### Stored entries
## Start
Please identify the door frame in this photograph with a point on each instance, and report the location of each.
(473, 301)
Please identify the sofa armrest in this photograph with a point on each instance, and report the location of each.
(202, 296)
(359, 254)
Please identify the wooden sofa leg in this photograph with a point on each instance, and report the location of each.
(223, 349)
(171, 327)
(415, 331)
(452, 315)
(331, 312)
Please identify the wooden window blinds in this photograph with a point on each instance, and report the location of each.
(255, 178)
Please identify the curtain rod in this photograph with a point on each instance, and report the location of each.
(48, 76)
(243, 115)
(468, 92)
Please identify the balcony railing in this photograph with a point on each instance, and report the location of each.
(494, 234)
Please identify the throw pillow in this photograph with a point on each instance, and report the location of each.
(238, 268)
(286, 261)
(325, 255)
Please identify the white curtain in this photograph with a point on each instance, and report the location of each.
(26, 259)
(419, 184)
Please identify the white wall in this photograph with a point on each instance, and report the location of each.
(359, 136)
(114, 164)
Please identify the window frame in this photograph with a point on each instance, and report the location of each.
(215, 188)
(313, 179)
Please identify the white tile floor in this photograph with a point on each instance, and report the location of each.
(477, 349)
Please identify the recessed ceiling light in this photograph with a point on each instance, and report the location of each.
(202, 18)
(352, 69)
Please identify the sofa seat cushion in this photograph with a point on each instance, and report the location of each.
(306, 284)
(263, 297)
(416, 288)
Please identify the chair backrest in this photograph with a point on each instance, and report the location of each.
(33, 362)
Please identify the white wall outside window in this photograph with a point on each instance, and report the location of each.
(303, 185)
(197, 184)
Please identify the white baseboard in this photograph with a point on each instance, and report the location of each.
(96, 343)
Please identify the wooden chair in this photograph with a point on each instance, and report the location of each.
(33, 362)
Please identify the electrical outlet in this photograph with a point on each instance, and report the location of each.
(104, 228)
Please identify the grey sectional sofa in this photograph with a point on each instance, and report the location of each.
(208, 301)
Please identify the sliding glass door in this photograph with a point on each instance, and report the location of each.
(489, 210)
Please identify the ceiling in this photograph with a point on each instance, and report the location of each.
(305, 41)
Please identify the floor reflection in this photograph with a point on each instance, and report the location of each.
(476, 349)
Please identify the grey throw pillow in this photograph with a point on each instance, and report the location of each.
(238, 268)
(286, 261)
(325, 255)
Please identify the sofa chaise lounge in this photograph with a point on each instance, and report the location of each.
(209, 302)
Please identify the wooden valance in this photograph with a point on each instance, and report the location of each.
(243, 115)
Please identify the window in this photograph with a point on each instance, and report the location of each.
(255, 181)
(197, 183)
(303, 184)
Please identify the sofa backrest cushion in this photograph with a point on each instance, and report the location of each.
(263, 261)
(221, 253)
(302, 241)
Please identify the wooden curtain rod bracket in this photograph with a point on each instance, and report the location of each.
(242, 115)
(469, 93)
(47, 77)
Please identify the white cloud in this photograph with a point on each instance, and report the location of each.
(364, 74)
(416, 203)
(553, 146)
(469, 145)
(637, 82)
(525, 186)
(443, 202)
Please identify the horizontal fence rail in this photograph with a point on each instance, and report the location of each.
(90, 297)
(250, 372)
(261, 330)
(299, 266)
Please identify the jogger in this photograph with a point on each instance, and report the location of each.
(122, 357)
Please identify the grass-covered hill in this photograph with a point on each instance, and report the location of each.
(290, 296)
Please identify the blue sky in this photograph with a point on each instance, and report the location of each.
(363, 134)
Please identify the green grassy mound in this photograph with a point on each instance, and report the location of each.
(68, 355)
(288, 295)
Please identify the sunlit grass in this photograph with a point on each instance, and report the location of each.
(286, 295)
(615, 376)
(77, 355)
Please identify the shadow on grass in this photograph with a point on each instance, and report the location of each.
## End
### TASK BRIEF
Please convert all of the entries above into a numbered list, one line per item, and omit any blank lines.

### WRITTEN REPLY
1. Please identify the door frame in this photograph with a point on each instance, and report the location of each.
2. (473, 301)
3. Please identify the sofa armrest in this photograph with a point on each instance, and report the location of each.
4. (202, 296)
5. (359, 254)
6. Please identify the wooden sofa leg in this photograph with a point on each instance, and report the location of each.
7. (223, 349)
8. (171, 327)
9. (415, 331)
10. (452, 315)
11. (331, 312)
12. Please identify the wooden window blinds in this photograph with a point on each instance, and report the location of each.
13. (255, 178)
14. Please identify the curtain rod in this photograph with a point on each instance, and report the location of each.
15. (48, 76)
16. (243, 115)
17. (468, 92)
18. Please identify the balcony railing in this photograph with a point on each instance, and report the location of each.
19. (494, 234)
20. Please identify the throw pillow in this photograph with a point on each instance, and report the location of each.
21. (238, 268)
22. (286, 261)
23. (325, 255)
24. Please identify the white curtain in this photograph with a point on each instance, and report the location of each.
25. (26, 259)
26. (419, 184)
27. Please identify the white wall in this photograph with a point on each instance, and report the location of each.
28. (359, 136)
29. (114, 164)
30. Please identify the window frame in this photograph with a point on each instance, and report the location of each.
31. (215, 188)
32. (313, 179)
33. Please identify the white tile floor in this photograph with a point on each instance, and report the location of each.
34. (477, 349)
35. Please identify the recessed ceiling light in this photograph with a point on each instance, and report the location of each.
36. (202, 18)
37. (352, 69)
38. Please identify the sofa seat cushion in this photograph with a point on each instance, and report the location of each.
39. (306, 284)
40. (263, 297)
41. (416, 288)
42. Please identify the chair backrest in this photograph with a point on each instance, and report the location of each.
43. (33, 362)
44. Please identify the white wall outside window in this photograph with a point on each instance, and report the location of each.
45. (303, 185)
46. (197, 184)
47. Please identify the white baseboard in this photograph with a point on each instance, and report the location of each.
48. (96, 343)
49. Please identify the wooden chair in this photograph with a point on each instance, and report the location of each.
50. (33, 362)
51. Please identify the electrical outlet in this photograph with a point on each instance, and report the location of each.
52. (104, 228)
53. Please identify the grey sectional sofa in this photograph with a point on each instance, and report the location of each.
54. (208, 301)
55. Please identify the sliding glass door in this photograph with a point on each instance, and report the location of each.
56. (489, 210)
57. Please identify the ceiling in this photograph with a point on each instance, and report the location of each.
58. (305, 41)
59. Please identify the floor reflection in this photograph with a point on each instance, and report the location of each.
60. (476, 349)
61. Please identify the grey throw pillow in this photograph with a point on each instance, and report the location of each.
62. (238, 268)
63. (286, 261)
64. (325, 255)
65. Please identify the sofa chaise lounge in this photograph with a point on each instance, and report the location of each.
66. (209, 302)
67. Please identify the wooden valance in this photograph with a point on each instance, and report the location of each.
68. (243, 115)
69. Please identify the window in this photograph with a point on each instance, and report the location of each.
70. (255, 181)
71. (197, 183)
72. (303, 184)
73. Please identify the sofa backrest cushion in this photograph with a point on each instance, and report the location of each.
74. (263, 261)
75. (221, 253)
76. (302, 241)
77. Please identify the wooden curtain rod bracket in this photograph with a point on each instance, and report the location of each.
78. (242, 115)
79. (469, 93)
80. (47, 77)
81. Please identify the white cloud in this photograph with a point on each instance, and report the location of each.
82. (364, 74)
83. (416, 203)
84. (553, 146)
85. (469, 145)
86. (637, 82)
87. (525, 186)
88. (443, 202)
89. Please identify the horizontal fence rail in this photograph with a point on each instance, and report the location of each.
90. (90, 297)
91. (250, 372)
92. (261, 330)
93. (299, 266)
94. Please identify the jogger in this photograph with a point on each instance, and report the location of each.
95. (122, 357)
96. Please identify the grass-covered hill in this photograph with a point on each instance, and report the location of each.
97. (290, 296)
98. Please identify the blue sky in this photograph with a point on each instance, and report the location of each.
99. (363, 134)
100. Please identify the green grassy mound in this photograph with a point on each instance, and report the location of each.
101. (68, 355)
102. (288, 295)
103. Please identify the sunlit grass in this photograph with a point on each instance, and report the location of each.
104. (286, 295)
105. (615, 376)
106. (77, 355)
107. Please identify the shadow on grass in this photograph with a point on each instance, and report the location of each.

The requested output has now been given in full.